EXERCISE INSTRUCTIONS: Return all of the data exactly as given.
════════════════
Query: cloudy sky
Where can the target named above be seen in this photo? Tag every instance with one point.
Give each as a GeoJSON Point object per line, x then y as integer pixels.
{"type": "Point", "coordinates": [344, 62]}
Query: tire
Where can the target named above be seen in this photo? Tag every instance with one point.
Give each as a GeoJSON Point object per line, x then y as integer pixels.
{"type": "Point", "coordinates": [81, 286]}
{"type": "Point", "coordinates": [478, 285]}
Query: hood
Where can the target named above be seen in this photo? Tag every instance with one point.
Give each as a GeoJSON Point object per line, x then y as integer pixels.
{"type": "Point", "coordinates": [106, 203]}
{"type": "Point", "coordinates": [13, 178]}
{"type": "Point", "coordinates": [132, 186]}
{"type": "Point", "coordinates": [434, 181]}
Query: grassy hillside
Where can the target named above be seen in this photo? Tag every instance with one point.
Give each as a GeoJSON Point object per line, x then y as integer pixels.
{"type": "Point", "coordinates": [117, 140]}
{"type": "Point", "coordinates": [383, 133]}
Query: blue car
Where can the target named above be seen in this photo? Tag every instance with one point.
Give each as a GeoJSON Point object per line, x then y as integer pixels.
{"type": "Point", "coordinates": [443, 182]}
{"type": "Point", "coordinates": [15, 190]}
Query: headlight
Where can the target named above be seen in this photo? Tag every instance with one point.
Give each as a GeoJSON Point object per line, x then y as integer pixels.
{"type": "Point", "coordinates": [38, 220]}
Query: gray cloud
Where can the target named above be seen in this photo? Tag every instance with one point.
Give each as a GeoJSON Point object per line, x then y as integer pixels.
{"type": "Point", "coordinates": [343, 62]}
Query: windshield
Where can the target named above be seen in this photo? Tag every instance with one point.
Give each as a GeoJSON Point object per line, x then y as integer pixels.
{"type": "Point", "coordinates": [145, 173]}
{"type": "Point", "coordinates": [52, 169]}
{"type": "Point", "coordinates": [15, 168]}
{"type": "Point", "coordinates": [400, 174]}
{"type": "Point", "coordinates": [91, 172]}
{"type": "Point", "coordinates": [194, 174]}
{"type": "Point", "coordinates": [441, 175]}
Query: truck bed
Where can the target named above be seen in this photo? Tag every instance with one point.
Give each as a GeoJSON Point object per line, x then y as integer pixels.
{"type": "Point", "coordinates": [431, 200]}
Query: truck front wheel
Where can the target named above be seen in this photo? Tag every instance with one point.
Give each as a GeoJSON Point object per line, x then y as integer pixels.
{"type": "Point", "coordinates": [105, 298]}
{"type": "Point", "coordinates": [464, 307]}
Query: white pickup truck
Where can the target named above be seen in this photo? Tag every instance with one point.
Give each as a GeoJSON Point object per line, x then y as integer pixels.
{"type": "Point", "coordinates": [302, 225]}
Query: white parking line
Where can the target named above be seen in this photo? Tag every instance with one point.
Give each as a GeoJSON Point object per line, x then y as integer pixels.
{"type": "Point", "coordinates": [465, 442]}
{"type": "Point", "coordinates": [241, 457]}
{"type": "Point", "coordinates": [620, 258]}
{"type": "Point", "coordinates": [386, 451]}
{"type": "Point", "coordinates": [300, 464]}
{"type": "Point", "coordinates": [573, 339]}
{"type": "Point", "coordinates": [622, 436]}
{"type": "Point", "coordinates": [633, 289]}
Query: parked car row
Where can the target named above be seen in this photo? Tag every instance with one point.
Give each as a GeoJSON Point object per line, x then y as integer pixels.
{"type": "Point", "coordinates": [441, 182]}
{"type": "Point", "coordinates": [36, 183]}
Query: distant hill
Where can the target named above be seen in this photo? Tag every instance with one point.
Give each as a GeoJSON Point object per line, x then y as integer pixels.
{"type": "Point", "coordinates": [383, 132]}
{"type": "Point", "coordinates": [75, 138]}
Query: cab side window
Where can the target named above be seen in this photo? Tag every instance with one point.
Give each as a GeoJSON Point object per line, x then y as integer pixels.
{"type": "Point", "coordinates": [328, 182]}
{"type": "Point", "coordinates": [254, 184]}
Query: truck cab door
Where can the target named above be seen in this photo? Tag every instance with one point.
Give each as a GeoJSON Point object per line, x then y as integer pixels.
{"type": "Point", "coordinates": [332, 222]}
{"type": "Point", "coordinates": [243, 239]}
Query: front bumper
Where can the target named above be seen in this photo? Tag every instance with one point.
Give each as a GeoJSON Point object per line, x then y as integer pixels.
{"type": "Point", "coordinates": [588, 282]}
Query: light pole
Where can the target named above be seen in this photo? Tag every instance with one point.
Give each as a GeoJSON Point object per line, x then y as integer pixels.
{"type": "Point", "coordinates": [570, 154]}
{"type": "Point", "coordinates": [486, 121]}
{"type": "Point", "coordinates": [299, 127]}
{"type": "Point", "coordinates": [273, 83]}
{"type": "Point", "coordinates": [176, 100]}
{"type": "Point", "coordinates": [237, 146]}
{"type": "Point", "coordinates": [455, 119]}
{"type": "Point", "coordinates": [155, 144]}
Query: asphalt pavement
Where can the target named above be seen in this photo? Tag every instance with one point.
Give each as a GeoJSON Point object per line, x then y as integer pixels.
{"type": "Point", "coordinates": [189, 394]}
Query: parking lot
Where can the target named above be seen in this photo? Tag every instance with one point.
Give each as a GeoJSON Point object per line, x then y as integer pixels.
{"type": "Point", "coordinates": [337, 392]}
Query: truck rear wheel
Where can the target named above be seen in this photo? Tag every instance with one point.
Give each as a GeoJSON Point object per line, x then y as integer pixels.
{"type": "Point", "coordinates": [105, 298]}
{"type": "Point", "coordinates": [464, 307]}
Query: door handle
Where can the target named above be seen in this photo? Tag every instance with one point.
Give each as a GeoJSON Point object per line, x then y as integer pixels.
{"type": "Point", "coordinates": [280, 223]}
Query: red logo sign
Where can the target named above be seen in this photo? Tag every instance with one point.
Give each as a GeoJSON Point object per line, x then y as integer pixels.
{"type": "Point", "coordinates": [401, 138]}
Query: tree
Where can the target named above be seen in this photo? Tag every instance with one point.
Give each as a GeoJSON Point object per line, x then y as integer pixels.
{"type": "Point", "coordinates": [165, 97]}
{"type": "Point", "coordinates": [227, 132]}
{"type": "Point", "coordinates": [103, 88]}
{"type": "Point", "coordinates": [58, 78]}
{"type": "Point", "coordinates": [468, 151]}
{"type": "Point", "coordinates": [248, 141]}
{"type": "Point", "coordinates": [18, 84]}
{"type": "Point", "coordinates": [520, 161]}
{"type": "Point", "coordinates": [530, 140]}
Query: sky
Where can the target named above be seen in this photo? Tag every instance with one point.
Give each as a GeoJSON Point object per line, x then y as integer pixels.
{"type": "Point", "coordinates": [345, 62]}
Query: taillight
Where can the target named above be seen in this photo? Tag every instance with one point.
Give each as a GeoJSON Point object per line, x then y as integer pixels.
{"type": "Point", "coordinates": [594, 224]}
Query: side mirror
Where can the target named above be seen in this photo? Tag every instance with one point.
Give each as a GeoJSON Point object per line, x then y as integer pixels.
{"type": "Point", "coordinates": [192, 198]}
════════════════
EXPECTED ANSWER:
Query: cloudy sky
Where can the target named above be seen in this photo? Tag every instance with one point.
Give each as a GeoJSON Point object per line, x then y as integer pixels.
{"type": "Point", "coordinates": [344, 62]}
Query: tire
Where can the target named above be seen in this photo? Tag every instance with one point.
Give each as a GeoJSON Point object per line, x then y as integer pixels.
{"type": "Point", "coordinates": [81, 286]}
{"type": "Point", "coordinates": [478, 285]}
Query: hood
Where can the target named above be seen in this photo? Tag every instance with one point.
Give each as a GeoJSON Point object per line, x then y as integer pixels.
{"type": "Point", "coordinates": [106, 203]}
{"type": "Point", "coordinates": [13, 178]}
{"type": "Point", "coordinates": [132, 186]}
{"type": "Point", "coordinates": [434, 181]}
Query: grassy hillside
Where can the target named above be seen in this photo? Tag every instance with one point.
Give each as a GeoJSON Point object per line, x then y as integer pixels.
{"type": "Point", "coordinates": [117, 140]}
{"type": "Point", "coordinates": [383, 133]}
Query: blue car
Where can the target named above be seen in this photo? Tag every instance with one point.
Give each as a GeoJSON Point object per line, x then y as integer pixels.
{"type": "Point", "coordinates": [443, 182]}
{"type": "Point", "coordinates": [15, 190]}
Query: headlight
Where can the target named above be seen in this photo? Tag every instance with one point.
Give each as a GeoJSON Point object per line, x then y as integer pixels.
{"type": "Point", "coordinates": [38, 220]}
Query: gray cloud
Where can the target named above be seen in this photo? Tag every instance with one point.
Give each as a GeoJSON Point object per line, x then y as integer pixels.
{"type": "Point", "coordinates": [343, 62]}
Query: windshield
Where can the target named above be seen in this photo? Tag every instance with one point.
Give each as a GeoJSON Point object per line, x then y as integer pixels.
{"type": "Point", "coordinates": [145, 173]}
{"type": "Point", "coordinates": [52, 169]}
{"type": "Point", "coordinates": [15, 168]}
{"type": "Point", "coordinates": [400, 174]}
{"type": "Point", "coordinates": [91, 172]}
{"type": "Point", "coordinates": [194, 174]}
{"type": "Point", "coordinates": [441, 175]}
Query: truck bed
Where can the target named above be seen in this photo? Tag every instance with one point.
Give each as a GeoJSON Point object per line, x then y as integer pixels.
{"type": "Point", "coordinates": [431, 200]}
Query: truck front wheel
Where can the target named above be seen in this photo? Tag every instance with one point.
Give each as a GeoJSON Point object per line, x then y as integer pixels.
{"type": "Point", "coordinates": [105, 298]}
{"type": "Point", "coordinates": [464, 307]}
Query: white pickup truck
Where can the target named above be seen in this photo? Tag every instance with one point.
Give each as a GeoJSON Point object per line, x then y as integer pixels.
{"type": "Point", "coordinates": [302, 225]}
Query: white parking line
Where can the target named above be seen in this photo? Tag every instance with one point.
Give each as a GeoJSON Point object per line, x then y as integer pixels.
{"type": "Point", "coordinates": [465, 442]}
{"type": "Point", "coordinates": [241, 457]}
{"type": "Point", "coordinates": [620, 258]}
{"type": "Point", "coordinates": [386, 451]}
{"type": "Point", "coordinates": [300, 464]}
{"type": "Point", "coordinates": [573, 339]}
{"type": "Point", "coordinates": [622, 436]}
{"type": "Point", "coordinates": [633, 289]}
Query: parked car row
Where can the target named above be seen in this photo? Tag every instance with one point.
Give each as a GeoJSON Point object per line, x then y as integer pixels.
{"type": "Point", "coordinates": [441, 182]}
{"type": "Point", "coordinates": [36, 183]}
Query: distant hill
Where can the target named above be seen in this photo? Tag every instance with one point.
Give each as a GeoJSON Point object per line, x then y as integer pixels.
{"type": "Point", "coordinates": [383, 132]}
{"type": "Point", "coordinates": [75, 138]}
Query: cab side window
Where can the target named above be seen in this photo? Tag every instance with one point.
Give each as a GeoJSON Point object per line, x then y as integer pixels.
{"type": "Point", "coordinates": [328, 182]}
{"type": "Point", "coordinates": [254, 184]}
Query: truck cab door
Where can the target named above be seen in this photo? Tag every instance with one point.
Give each as a GeoJSON Point object per line, x then y as integer pixels.
{"type": "Point", "coordinates": [332, 222]}
{"type": "Point", "coordinates": [243, 239]}
Query: front bumper
Where can the target named above be seen in this photo? Tag every instance with one point.
Give each as a GeoJSON Point object per line, x then y as integer pixels.
{"type": "Point", "coordinates": [588, 282]}
Query: light pole
Where can the target named above be seen in this photo? Tag every instance with one point.
Give each as a GeoJSON Point object per line, x then y as integer pixels.
{"type": "Point", "coordinates": [570, 154]}
{"type": "Point", "coordinates": [486, 121]}
{"type": "Point", "coordinates": [299, 127]}
{"type": "Point", "coordinates": [273, 83]}
{"type": "Point", "coordinates": [176, 100]}
{"type": "Point", "coordinates": [237, 146]}
{"type": "Point", "coordinates": [455, 119]}
{"type": "Point", "coordinates": [155, 144]}
Query: asphalt pavement
Where can the target named above be seen in this photo? Tag every instance with one point.
Give each as a GeoJSON Point object per line, x then y as integer pixels.
{"type": "Point", "coordinates": [189, 394]}
Query: parking lot
Where can the target named above be seen in this photo? Tag every instance with one point.
Give each as a GeoJSON Point object per line, x then y as integer pixels.
{"type": "Point", "coordinates": [337, 392]}
Query: truck rear wheel
Where can the target named above be seen in this photo? Tag every instance with one point.
Give each as a GeoJSON Point object per line, x then y as integer pixels.
{"type": "Point", "coordinates": [105, 298]}
{"type": "Point", "coordinates": [464, 307]}
Query: door handle
Where can the target named above be seen in this photo? Tag every instance with one point.
Give each as a GeoJSON Point object per line, x then y as integer pixels.
{"type": "Point", "coordinates": [280, 223]}
Query: red logo sign
Where can the target named above be seen in this photo? Tag every instance with one point.
Give each as a GeoJSON Point object per line, x then y as integer pixels.
{"type": "Point", "coordinates": [401, 138]}
Query: tree
Where can the target named above be seen in this photo? Tag every instance with one point.
Give each as a GeoJSON Point object per line, x then y as integer pixels.
{"type": "Point", "coordinates": [165, 97]}
{"type": "Point", "coordinates": [227, 132]}
{"type": "Point", "coordinates": [103, 88]}
{"type": "Point", "coordinates": [58, 78]}
{"type": "Point", "coordinates": [468, 151]}
{"type": "Point", "coordinates": [248, 141]}
{"type": "Point", "coordinates": [18, 84]}
{"type": "Point", "coordinates": [520, 161]}
{"type": "Point", "coordinates": [530, 140]}
Query: sky
Where can the target named above be seen in this photo? Tag every instance with one point.
Give each as a GeoJSON Point object per line, x then y as integer pixels.
{"type": "Point", "coordinates": [345, 62]}
Query: taillight
Where can the target named above be seen in this photo? Tag every instance with one point.
Give each as a GeoJSON Point object per line, x then y as integer pixels.
{"type": "Point", "coordinates": [594, 224]}
Query: side mirror
Where can the target named above be seen in this photo? Tag every instance with one point.
Give each as a GeoJSON Point object per line, x then y as integer pixels.
{"type": "Point", "coordinates": [192, 198]}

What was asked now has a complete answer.